Please count the lines in the entries below that contain the string "plastic", with case counting, and reply with only that number.

> **RECORDS SHOWN**
--------------------------------

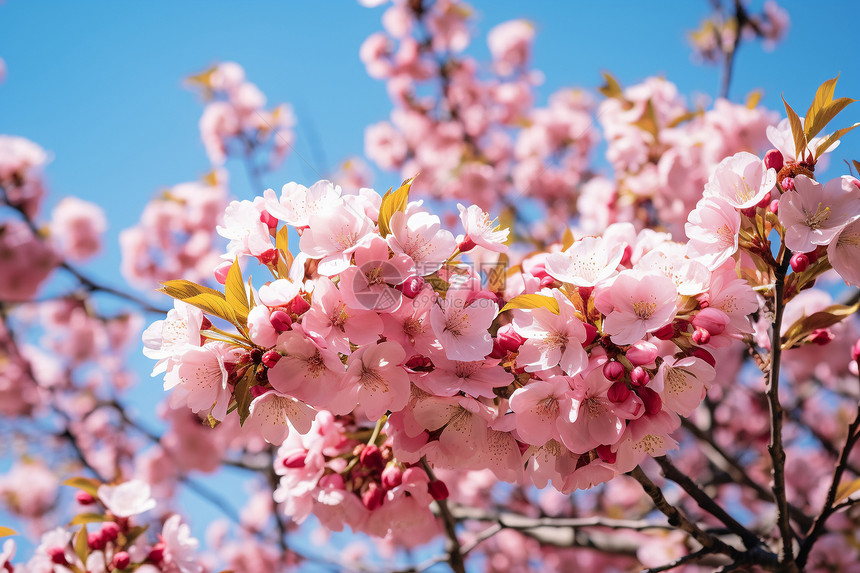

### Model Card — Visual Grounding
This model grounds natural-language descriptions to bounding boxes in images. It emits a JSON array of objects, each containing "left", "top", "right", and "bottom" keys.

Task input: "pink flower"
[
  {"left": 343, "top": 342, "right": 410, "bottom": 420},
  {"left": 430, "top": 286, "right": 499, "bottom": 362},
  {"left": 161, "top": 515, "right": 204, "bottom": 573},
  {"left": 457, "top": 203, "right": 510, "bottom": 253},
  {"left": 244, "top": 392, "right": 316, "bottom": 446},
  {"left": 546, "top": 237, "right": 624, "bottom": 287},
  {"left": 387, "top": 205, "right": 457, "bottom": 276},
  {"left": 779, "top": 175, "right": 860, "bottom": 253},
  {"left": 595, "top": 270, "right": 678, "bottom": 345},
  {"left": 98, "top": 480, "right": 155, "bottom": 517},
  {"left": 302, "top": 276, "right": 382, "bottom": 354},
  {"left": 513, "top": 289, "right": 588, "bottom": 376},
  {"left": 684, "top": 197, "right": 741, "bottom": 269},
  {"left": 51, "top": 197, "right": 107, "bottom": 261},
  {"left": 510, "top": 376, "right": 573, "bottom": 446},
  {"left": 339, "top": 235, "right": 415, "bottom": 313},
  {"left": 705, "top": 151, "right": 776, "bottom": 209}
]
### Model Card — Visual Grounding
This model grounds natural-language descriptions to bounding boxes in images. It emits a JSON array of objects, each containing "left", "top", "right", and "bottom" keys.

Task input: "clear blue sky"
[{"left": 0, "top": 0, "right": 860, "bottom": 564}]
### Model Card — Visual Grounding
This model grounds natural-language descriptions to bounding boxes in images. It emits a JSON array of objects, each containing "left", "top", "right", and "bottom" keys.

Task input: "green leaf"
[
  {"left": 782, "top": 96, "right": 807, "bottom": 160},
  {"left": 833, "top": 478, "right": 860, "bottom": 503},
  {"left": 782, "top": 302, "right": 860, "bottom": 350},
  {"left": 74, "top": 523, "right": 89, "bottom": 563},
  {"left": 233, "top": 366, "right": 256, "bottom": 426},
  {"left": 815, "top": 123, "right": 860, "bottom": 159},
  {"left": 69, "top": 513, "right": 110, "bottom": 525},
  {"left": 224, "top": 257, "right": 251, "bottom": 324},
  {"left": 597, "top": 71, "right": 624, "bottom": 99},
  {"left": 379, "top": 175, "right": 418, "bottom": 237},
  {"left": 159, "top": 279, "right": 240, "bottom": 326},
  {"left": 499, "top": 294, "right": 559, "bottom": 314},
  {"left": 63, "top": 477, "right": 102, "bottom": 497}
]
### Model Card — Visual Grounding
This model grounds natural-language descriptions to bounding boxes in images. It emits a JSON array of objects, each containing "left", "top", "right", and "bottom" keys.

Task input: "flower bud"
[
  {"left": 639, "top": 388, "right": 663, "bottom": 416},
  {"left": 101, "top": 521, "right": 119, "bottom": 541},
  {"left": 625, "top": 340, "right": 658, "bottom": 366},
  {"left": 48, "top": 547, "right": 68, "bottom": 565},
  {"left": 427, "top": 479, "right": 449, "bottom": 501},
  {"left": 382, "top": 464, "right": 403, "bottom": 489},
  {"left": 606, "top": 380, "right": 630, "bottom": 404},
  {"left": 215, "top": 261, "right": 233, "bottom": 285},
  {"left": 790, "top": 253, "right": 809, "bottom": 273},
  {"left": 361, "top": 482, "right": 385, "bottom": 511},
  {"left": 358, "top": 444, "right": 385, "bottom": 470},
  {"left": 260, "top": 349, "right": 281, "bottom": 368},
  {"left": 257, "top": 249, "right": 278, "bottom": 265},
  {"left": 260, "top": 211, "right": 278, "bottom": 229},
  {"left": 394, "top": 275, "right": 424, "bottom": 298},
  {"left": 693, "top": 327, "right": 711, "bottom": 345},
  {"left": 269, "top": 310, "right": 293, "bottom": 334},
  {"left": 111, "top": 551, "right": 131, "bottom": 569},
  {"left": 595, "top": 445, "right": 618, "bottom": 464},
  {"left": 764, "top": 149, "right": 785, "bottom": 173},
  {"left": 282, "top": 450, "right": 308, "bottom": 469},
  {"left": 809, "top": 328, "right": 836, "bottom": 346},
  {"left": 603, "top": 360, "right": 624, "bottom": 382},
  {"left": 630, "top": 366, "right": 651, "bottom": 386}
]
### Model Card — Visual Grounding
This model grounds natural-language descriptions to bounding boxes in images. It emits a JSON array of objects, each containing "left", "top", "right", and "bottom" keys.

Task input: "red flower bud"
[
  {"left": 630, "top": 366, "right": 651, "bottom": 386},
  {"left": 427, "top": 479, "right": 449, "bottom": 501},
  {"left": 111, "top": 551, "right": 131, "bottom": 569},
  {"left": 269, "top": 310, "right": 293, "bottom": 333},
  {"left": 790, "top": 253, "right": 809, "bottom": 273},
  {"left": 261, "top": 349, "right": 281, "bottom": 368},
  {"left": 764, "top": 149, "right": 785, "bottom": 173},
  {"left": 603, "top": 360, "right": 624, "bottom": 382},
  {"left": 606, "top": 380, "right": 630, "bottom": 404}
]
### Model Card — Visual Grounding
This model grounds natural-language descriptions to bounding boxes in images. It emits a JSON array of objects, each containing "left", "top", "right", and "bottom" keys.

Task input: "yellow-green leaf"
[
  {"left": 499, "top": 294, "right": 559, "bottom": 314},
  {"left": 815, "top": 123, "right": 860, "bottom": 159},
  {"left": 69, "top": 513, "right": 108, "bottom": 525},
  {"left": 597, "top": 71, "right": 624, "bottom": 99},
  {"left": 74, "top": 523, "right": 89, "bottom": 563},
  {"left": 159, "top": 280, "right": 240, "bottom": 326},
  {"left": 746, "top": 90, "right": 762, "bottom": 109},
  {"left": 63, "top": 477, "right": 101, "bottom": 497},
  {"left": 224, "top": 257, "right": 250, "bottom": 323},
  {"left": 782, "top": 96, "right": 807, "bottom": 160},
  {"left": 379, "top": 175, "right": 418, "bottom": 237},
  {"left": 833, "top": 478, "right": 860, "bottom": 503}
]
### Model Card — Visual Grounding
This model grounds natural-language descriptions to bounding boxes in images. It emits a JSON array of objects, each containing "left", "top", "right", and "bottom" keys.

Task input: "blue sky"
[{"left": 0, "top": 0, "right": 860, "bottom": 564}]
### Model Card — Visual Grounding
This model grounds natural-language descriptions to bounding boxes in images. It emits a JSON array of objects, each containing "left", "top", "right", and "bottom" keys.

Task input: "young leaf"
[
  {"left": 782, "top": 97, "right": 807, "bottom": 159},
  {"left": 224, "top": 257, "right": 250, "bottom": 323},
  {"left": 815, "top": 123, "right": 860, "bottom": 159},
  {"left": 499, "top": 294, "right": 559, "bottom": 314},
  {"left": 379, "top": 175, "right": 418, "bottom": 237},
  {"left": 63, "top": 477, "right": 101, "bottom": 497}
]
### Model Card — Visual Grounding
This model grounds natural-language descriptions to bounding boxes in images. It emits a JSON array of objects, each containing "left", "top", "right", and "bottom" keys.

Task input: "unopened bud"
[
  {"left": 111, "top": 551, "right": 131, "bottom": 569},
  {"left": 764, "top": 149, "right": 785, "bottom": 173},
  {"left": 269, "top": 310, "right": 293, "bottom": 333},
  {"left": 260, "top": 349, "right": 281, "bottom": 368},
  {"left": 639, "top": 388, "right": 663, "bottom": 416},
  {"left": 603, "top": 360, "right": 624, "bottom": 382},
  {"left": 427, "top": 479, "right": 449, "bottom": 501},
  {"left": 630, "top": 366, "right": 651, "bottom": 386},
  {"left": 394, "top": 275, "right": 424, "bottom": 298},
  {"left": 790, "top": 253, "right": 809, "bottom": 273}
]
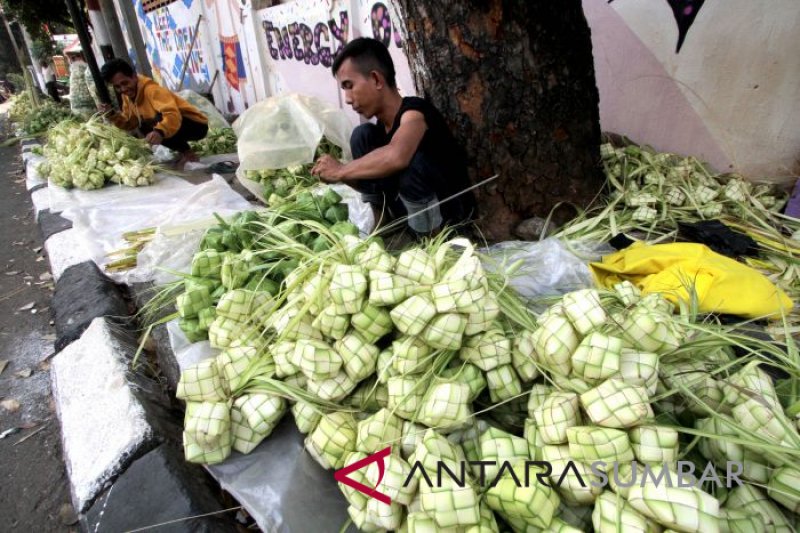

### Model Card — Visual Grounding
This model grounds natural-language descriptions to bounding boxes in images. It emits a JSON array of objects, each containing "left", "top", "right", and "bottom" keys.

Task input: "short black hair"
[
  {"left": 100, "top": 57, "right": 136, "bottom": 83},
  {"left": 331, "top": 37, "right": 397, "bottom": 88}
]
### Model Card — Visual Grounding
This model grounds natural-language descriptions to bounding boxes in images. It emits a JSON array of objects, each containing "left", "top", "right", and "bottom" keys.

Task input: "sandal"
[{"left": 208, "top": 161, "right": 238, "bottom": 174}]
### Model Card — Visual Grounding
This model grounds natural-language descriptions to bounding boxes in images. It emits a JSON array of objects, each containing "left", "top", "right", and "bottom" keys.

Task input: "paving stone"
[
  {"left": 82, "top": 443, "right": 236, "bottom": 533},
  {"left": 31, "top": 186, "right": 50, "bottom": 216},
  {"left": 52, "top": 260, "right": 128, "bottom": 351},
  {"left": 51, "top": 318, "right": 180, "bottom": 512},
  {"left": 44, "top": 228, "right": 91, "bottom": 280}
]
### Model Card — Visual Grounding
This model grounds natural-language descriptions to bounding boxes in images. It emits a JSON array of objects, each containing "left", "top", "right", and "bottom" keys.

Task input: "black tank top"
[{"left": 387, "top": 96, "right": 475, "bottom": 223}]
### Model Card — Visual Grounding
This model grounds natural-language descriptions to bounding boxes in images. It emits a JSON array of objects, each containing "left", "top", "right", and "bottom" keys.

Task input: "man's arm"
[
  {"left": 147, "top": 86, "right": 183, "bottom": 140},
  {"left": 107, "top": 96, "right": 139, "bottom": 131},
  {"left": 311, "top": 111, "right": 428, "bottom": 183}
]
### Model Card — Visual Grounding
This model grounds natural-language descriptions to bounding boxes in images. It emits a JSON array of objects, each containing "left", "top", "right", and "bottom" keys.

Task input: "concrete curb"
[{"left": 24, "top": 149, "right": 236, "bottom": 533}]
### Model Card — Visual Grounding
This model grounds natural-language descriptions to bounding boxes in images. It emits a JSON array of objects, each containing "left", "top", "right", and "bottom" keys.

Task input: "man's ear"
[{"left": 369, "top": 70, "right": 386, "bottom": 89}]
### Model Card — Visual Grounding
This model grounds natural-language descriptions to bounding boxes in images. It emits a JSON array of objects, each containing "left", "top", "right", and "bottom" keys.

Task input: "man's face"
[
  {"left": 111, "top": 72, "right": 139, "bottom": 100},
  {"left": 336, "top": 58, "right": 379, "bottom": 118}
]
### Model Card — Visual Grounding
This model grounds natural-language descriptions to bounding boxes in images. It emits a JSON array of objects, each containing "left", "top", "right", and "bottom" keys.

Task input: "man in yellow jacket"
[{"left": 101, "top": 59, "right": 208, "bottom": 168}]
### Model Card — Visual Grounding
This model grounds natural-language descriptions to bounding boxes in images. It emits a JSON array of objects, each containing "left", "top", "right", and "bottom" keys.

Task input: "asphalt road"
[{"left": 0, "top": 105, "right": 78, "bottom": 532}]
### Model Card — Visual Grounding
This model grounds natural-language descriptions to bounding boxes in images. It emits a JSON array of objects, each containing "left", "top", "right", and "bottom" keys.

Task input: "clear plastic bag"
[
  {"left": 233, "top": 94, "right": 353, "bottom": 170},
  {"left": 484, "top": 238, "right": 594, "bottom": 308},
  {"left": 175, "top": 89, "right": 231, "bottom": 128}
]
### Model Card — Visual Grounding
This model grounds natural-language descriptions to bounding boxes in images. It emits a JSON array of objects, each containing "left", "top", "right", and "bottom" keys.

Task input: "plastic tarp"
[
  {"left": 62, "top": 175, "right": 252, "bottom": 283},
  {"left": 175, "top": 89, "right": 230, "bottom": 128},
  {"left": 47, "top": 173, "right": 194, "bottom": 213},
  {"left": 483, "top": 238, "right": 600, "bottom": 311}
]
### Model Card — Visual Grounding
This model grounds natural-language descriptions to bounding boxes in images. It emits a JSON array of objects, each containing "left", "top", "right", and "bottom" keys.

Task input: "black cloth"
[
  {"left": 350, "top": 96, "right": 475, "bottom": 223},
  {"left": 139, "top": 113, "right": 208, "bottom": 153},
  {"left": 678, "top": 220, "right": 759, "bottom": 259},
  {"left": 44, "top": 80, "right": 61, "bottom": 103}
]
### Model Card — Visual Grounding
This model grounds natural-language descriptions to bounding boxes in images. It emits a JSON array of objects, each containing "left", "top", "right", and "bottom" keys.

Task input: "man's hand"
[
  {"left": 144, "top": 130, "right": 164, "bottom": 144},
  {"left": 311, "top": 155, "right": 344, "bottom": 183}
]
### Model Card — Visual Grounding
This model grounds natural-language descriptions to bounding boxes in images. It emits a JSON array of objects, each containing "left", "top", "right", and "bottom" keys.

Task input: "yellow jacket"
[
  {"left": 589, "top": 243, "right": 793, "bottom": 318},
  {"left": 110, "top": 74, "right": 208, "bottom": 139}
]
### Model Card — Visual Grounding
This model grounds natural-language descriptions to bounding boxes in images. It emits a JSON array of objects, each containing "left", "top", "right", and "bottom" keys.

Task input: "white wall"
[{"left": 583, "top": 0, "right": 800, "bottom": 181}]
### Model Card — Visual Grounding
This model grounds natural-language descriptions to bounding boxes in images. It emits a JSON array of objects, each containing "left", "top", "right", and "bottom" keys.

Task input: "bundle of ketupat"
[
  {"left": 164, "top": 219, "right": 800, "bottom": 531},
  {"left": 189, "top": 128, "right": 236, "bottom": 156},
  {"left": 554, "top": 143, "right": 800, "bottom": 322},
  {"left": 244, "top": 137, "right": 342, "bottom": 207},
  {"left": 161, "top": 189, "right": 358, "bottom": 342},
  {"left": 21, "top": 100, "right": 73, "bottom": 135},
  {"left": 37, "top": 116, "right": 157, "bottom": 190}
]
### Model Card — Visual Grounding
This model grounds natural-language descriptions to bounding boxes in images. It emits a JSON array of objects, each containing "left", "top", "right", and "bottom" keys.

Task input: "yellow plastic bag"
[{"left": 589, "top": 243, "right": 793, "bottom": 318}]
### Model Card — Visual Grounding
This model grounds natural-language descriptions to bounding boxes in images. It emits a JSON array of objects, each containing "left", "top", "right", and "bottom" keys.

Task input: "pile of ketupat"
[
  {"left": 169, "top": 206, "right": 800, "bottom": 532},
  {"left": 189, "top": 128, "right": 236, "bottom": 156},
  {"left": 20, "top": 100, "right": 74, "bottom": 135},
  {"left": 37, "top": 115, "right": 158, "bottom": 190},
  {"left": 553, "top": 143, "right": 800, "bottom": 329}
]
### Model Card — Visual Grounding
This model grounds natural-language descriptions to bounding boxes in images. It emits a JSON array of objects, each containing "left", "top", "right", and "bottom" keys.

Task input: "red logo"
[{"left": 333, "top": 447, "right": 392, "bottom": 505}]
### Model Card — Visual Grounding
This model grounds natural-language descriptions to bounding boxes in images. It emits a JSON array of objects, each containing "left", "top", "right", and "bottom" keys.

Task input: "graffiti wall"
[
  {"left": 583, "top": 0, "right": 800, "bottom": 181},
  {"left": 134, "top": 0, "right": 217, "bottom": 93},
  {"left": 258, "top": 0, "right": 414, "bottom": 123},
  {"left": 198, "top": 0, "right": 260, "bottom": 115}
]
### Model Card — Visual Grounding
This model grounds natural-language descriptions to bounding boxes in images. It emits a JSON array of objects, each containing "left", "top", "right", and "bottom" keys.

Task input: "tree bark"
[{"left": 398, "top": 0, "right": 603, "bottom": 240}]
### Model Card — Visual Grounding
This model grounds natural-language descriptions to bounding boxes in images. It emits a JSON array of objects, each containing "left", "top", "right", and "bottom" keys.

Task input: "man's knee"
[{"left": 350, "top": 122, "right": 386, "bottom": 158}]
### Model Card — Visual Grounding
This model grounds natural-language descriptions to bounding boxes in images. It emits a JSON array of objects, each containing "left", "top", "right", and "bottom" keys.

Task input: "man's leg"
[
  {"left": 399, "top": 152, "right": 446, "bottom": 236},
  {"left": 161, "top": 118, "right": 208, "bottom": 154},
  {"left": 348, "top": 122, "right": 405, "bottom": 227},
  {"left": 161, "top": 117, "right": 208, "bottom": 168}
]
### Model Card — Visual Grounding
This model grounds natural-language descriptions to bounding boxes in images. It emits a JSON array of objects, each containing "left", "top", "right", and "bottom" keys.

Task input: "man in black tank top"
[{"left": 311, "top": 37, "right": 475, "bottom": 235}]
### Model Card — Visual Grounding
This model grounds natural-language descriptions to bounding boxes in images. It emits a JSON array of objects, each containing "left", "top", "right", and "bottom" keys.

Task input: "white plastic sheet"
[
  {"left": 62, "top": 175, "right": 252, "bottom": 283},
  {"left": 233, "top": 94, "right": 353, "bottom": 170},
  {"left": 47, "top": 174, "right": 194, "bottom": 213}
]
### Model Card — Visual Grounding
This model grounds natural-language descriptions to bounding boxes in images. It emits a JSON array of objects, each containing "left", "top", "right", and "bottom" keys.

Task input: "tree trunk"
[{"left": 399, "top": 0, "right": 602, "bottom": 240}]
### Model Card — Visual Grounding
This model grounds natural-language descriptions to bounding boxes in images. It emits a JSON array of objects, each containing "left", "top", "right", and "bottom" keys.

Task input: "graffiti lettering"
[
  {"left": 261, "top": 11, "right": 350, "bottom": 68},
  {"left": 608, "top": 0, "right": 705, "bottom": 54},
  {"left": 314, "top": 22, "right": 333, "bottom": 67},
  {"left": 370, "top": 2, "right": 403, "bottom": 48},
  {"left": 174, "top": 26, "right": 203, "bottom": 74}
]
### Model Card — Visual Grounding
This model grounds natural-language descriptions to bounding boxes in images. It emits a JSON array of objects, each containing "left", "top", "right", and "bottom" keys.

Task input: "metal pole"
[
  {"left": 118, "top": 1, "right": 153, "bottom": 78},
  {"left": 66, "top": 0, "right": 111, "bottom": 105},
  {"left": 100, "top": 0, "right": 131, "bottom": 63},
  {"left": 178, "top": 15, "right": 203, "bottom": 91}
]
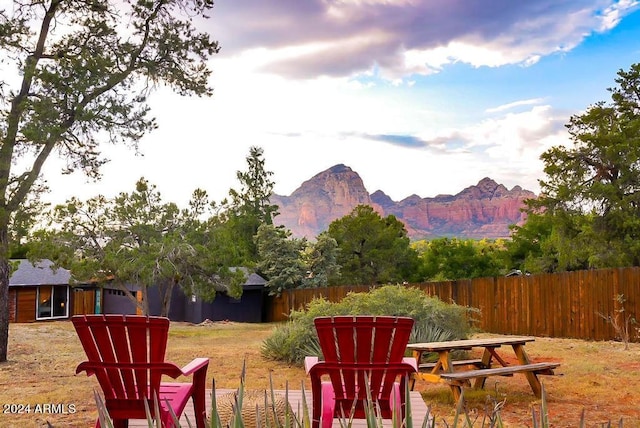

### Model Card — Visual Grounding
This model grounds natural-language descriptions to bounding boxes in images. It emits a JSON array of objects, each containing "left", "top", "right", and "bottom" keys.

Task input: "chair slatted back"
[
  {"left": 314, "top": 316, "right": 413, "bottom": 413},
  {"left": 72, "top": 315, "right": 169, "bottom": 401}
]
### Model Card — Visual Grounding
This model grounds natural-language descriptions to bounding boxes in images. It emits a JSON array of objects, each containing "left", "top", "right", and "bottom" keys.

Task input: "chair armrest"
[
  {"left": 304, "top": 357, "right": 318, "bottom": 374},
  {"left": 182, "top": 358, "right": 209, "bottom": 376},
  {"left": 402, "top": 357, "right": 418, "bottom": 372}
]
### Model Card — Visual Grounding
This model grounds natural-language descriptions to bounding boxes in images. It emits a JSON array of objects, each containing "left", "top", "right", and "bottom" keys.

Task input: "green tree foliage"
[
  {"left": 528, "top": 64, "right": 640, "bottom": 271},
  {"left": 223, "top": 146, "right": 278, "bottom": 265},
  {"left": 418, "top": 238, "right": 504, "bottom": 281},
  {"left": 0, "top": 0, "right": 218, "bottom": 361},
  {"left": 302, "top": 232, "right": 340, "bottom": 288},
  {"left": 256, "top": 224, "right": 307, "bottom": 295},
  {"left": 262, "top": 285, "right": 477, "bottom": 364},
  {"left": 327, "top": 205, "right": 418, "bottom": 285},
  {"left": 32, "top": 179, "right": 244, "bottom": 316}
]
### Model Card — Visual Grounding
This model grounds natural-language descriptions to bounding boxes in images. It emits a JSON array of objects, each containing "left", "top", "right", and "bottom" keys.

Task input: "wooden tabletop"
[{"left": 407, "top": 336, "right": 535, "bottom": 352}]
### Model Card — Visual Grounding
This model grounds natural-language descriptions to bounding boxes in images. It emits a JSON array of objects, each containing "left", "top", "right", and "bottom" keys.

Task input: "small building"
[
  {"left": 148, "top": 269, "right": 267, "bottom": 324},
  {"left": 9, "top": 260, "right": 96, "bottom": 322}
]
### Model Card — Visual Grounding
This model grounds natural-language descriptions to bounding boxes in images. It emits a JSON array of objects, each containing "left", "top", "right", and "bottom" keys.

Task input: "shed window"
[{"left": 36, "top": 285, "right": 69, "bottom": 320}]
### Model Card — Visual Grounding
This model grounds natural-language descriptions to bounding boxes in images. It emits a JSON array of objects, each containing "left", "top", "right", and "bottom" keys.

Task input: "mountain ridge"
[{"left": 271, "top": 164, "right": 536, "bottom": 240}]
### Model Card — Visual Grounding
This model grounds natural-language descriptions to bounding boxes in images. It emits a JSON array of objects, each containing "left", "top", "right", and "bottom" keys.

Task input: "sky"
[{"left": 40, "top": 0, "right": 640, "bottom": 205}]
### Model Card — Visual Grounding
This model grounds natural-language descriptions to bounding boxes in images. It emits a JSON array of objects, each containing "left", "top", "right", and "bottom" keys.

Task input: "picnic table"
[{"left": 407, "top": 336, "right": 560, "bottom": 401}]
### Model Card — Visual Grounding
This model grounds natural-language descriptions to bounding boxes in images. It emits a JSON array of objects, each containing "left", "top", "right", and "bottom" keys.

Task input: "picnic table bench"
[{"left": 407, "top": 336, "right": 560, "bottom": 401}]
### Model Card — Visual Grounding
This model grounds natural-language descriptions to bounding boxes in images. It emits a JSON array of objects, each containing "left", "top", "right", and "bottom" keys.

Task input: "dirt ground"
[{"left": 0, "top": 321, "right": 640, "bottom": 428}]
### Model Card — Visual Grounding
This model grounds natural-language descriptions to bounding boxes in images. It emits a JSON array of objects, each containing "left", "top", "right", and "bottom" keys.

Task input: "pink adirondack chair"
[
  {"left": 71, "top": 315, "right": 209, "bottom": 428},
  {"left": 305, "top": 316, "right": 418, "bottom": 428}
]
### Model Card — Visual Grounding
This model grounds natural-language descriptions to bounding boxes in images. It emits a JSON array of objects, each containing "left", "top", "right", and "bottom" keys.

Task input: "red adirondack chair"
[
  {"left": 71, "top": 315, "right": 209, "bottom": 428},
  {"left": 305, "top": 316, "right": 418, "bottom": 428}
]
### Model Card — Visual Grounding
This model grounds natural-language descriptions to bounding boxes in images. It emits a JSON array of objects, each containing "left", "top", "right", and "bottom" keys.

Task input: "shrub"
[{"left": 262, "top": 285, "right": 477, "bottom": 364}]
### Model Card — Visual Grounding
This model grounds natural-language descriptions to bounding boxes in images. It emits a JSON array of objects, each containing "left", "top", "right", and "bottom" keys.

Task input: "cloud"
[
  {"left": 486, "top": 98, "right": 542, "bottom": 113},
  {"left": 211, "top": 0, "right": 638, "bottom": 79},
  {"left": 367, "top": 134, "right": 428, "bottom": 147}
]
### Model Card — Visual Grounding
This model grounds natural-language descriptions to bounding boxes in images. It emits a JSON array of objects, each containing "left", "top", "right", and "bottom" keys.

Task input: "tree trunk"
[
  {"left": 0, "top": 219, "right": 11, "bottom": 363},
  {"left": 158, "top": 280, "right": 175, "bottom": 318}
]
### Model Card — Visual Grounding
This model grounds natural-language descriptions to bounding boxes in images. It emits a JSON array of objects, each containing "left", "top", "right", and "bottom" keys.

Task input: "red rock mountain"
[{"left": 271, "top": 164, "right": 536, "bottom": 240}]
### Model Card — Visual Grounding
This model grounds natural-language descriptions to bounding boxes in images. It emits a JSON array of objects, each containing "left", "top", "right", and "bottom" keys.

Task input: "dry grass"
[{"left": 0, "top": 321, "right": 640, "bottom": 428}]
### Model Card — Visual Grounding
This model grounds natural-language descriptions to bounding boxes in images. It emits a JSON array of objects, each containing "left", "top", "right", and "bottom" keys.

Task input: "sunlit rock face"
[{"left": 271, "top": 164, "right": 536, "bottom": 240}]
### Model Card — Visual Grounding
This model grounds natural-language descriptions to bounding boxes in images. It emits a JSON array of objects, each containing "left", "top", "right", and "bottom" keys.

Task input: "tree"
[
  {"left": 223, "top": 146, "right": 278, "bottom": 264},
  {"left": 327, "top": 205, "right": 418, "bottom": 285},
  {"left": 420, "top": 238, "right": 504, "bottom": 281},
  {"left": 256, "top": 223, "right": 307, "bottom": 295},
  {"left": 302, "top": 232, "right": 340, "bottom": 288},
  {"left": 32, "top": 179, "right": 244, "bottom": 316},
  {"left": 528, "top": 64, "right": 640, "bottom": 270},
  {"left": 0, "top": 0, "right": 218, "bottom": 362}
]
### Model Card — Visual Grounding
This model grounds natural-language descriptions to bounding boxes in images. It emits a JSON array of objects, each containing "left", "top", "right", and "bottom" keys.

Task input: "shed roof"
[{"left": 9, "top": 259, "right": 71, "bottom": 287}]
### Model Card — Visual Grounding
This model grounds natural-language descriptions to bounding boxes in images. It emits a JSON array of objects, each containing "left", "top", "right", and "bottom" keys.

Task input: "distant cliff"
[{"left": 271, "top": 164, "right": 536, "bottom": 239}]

--------------------------------

> **SOLUTION FOR THIS PROBLEM**
4